■ **Entries**:
-----

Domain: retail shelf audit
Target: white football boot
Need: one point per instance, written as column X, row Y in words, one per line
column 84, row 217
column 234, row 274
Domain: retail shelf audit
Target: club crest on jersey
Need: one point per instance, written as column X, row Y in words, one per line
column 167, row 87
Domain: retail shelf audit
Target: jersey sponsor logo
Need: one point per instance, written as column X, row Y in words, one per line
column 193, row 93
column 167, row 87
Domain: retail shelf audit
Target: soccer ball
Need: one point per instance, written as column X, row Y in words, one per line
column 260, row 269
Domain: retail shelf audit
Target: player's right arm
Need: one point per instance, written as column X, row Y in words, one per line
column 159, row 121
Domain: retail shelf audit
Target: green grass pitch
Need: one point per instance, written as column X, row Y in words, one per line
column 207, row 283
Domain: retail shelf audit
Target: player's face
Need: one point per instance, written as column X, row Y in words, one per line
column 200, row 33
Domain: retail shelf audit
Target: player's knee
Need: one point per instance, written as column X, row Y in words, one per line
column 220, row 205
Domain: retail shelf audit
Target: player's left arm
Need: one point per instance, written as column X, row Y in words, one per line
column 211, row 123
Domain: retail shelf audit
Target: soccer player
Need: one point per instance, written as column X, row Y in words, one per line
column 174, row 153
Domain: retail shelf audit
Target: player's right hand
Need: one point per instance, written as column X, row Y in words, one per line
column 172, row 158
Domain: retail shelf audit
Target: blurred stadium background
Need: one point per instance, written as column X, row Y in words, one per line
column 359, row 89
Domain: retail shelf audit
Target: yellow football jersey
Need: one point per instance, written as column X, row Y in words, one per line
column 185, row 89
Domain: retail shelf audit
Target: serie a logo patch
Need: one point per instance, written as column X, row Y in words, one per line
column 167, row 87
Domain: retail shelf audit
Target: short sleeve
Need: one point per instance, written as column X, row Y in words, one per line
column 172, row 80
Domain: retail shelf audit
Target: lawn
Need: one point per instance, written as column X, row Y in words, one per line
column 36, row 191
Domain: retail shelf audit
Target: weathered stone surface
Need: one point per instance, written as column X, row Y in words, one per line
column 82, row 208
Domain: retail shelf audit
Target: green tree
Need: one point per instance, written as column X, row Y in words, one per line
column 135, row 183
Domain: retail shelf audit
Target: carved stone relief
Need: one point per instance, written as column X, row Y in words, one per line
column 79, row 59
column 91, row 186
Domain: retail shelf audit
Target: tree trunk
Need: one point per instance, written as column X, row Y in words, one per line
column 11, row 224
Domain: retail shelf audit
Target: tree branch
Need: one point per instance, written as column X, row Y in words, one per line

-----

■ **Exercise directions**:
Rewrite the lines from the very first one up to and including the line with "column 220, row 205", putting "store shelf check" wherever "retail shelf audit" appears and leaving everything else the same.

■ **Response to the task**:
Domain: store shelf check
Target: white football boot
Need: one point per instance, written as column X, row Y in words, one per line
column 84, row 217
column 234, row 274
Domain: store shelf check
Target: club crest on jersey
Need: one point per instance, written as column X, row Y in words, one per line
column 167, row 87
Domain: store shelf check
Target: jersey sponsor logo
Need: one point per instance, written as column X, row Y in words, one per line
column 193, row 93
column 167, row 87
Domain: store shelf check
Target: soccer ball
Need: one point per instance, written as column X, row Y in words, one per line
column 260, row 269
Domain: store shelf check
Target: player's right arm
Need: one point per instance, written as column X, row Y in words, one per line
column 159, row 121
Domain: store shelf check
Target: green grass pitch
Need: one point per instance, written as column X, row Y in words, one per line
column 207, row 283
Domain: store shelf check
Target: player's face
Need: one point per instance, written as column X, row Y in words, one per line
column 200, row 33
Domain: store shelf check
Target: player's knee
Need: one point per instance, written as column X, row Y in words, one per line
column 220, row 205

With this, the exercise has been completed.